■ **Problem to work on**:
Copy out every one of the records below word for word, changing nothing.

■ **Supplied entries**:
* START *

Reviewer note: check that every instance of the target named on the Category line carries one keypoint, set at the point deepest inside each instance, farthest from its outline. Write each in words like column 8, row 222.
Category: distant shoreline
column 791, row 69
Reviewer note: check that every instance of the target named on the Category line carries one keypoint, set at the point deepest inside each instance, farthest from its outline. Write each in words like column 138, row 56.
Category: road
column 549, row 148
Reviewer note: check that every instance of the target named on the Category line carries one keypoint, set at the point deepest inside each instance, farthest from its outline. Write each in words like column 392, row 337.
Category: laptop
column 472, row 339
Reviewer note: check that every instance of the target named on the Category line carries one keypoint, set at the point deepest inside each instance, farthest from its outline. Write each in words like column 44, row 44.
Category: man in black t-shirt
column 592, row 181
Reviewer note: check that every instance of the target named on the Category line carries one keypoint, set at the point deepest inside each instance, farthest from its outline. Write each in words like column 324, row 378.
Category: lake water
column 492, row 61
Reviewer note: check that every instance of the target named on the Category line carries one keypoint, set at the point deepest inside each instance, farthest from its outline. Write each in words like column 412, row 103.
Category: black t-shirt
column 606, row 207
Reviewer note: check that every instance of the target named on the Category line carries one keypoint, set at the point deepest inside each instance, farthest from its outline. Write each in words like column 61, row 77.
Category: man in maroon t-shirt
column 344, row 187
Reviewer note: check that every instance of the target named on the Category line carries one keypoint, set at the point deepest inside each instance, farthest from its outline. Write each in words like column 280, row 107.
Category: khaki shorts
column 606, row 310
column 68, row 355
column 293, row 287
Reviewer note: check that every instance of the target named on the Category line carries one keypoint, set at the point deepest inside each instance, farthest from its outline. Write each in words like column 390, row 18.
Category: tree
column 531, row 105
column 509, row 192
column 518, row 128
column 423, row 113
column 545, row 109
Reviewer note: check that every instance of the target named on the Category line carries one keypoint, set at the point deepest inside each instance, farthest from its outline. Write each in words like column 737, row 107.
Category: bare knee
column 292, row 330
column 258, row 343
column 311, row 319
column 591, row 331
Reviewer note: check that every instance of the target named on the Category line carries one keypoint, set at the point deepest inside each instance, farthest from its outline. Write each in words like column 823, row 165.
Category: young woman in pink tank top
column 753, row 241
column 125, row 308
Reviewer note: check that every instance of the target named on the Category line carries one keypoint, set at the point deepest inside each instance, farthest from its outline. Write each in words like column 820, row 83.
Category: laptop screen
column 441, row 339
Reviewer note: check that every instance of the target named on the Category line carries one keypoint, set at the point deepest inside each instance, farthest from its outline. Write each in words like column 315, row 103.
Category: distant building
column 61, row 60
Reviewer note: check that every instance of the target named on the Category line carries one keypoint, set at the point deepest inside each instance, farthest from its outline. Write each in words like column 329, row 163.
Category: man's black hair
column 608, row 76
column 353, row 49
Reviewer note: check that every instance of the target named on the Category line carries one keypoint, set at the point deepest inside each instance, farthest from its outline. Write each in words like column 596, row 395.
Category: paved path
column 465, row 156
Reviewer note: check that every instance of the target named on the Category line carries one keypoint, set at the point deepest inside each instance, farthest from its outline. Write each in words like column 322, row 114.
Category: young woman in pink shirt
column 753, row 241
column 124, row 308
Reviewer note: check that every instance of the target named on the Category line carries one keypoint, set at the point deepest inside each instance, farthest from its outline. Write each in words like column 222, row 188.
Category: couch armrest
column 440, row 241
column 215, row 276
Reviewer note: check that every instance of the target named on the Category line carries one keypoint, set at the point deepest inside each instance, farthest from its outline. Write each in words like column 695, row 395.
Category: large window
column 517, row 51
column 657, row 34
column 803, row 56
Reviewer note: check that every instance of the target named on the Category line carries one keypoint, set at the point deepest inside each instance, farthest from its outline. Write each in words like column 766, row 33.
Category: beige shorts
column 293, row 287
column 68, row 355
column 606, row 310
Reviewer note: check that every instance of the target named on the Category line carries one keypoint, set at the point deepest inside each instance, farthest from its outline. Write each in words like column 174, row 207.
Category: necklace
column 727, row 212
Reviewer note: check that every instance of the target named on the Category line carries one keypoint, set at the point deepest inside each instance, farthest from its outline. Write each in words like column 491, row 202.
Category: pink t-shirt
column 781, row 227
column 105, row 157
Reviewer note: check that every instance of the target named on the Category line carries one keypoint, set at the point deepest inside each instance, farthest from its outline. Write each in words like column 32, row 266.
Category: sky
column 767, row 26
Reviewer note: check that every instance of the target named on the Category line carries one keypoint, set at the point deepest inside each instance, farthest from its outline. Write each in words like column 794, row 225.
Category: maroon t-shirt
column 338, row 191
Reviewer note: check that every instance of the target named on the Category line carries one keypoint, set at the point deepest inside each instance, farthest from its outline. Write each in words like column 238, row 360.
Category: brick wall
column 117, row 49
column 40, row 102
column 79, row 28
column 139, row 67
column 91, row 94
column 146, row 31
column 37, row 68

* END *

■ **Final answer**:
Reviewer note: check that every instance of the target named on the Category line carries one keypoint, set at the point deepest inside each instance, farthest from its outline. Write each in words like column 8, row 222.
Category: distant shoreline
column 791, row 69
Reviewer note: check that every instance of the target named on the Category line carries one keypoint, set at the point deepest inside each instance, farthest from its outline. Write each in words like column 138, row 56.
Category: road
column 549, row 148
Reviewer note: check that every instance of the target named on the Category line carries one keypoint, set at the point deepest inside each instance, farthest from its outline. Write each in words like column 392, row 337.
Category: laptop
column 472, row 339
Reviewer note: check that every instance of the target named on the Category line carries one keypoint, set at the point deepest inside each instance, farthest from its outline. Write each in words like column 44, row 44.
Category: man in black t-shirt
column 592, row 181
Reviewer note: check that every instance of the target named on the Category line carries one keypoint, set at the point deepest inside each instance, farthest from its outline. Write each in words like column 324, row 378.
Category: lake water
column 492, row 61
Reviewer note: check that every instance of the target named on the Category line carries one keypoint, set at the point deepest inside each instance, farthest from its outline. Write each in words like column 412, row 103.
Category: black t-shirt
column 606, row 207
Reviewer note: check that every instance of the target named on the Category line carries one keypoint, set at the point deepest inside each instance, farthest from its outline. Write each in words like column 61, row 77.
Category: man in maroon t-shirt
column 344, row 187
Reviewer note: check that every instance of the target named on the Category line carries one keypoint, set at the point deepest inside each instance, farthest from its outline. Write each in words like column 280, row 107.
Category: khaki shorts
column 606, row 310
column 68, row 355
column 293, row 287
Reviewer note: check that every instance of the target named on the Category line carries one keypoint, set at the point deepest inside each instance, farthest from its outline. Write each in words like column 390, row 18.
Category: tree
column 531, row 105
column 509, row 192
column 518, row 128
column 423, row 113
column 545, row 109
Reviewer note: check that every instance of the target named on the Category line carries one keypoint, set at the point deepest inside each instance, farthest from its outline. Write each in words like column 737, row 107.
Category: bare knee
column 292, row 330
column 258, row 343
column 311, row 319
column 591, row 331
Reviewer note: check that every instance of the target named on the Category line carries one keypoint, set at the point deepest inside each instance, farthest from its outline. Write each in words like column 823, row 165.
Category: young woman in pink tank top
column 753, row 241
column 125, row 308
Reviewer note: check that every instance of the target named on the Category line carries one keypoint, set at the point deepest inside each instance, farthest from its outline. Write each in words like column 820, row 83.
Category: laptop screen
column 441, row 339
Reviewer note: check that every instance of the target named on the Category line carries one keypoint, set at the point deepest inside each instance, farthest from its outline. Write each in words like column 315, row 103.
Category: distant building
column 61, row 60
Reviewer note: check that every instance of the target named on the Category line carries one keypoint, set at the point deepest inside each instance, farthest from its outline. Write each in words like column 329, row 163.
Category: man's black hair
column 608, row 76
column 353, row 49
Reviewer note: check that every instance of the target named on the Category line carries one keypoint, set at the point deepest inside each instance, farthest from its outline. Write each in words like column 596, row 395.
Category: paved path
column 465, row 156
Reviewer note: check that every instance of the target named on the Category line carries one keypoint, set at the point deepest inside each instance, farthest from its outline. Write each in words like column 322, row 114.
Category: young woman in pink shirt
column 753, row 241
column 124, row 308
Reviewer note: check that every instance of the target named on the Category line carries one keypoint, set at the point deepest inside each instance, farthest from its outline. Write each in words like column 222, row 188.
Category: couch armrest
column 440, row 241
column 215, row 276
Reviewer note: check that every instance of the target named on the Category line carries one keypoint, set at the point deepest inside each instance, farthest from its outline. Write each in words like column 695, row 395.
Category: large window
column 517, row 51
column 657, row 34
column 803, row 56
Reviewer note: check that every instance of the target named on the Category line carries one keypoint, set at the point deepest inside each instance, farthest from its outline. Write each in words like column 766, row 33.
Category: beige shorts
column 293, row 287
column 68, row 355
column 606, row 310
Reviewer note: check that every instance of the target named on the Category line carries one keypoint, set at the point deepest inside each instance, farthest from its outline. Write each in words like column 174, row 207.
Category: necklace
column 727, row 212
Reviewer note: check that every instance of the target named on the Category line carries one keypoint, set at the point deepest inside each instance, farthest from its outline. Write each in words like column 491, row 202.
Category: pink t-shirt
column 781, row 227
column 105, row 157
Reviewer note: check that every instance of the target named on the Category line carries one keypoint, set at the point deepest inside each instance, farthest from its outline. Write each in words like column 32, row 266.
Category: sky
column 767, row 26
Reviewer note: check that every instance of the target named on the Category line carries one keypoint, set at the point deepest inside each instance, farthest from its outline. Write each in words like column 794, row 225.
Category: maroon t-shirt
column 338, row 191
Reviewer note: check that every instance of the target named on the Category line carries one keypoint, set at the point deepest inside each instance, farthest from its outline. Write each in words like column 238, row 360.
Category: brick wall
column 117, row 49
column 40, row 102
column 79, row 28
column 139, row 67
column 91, row 94
column 146, row 31
column 37, row 68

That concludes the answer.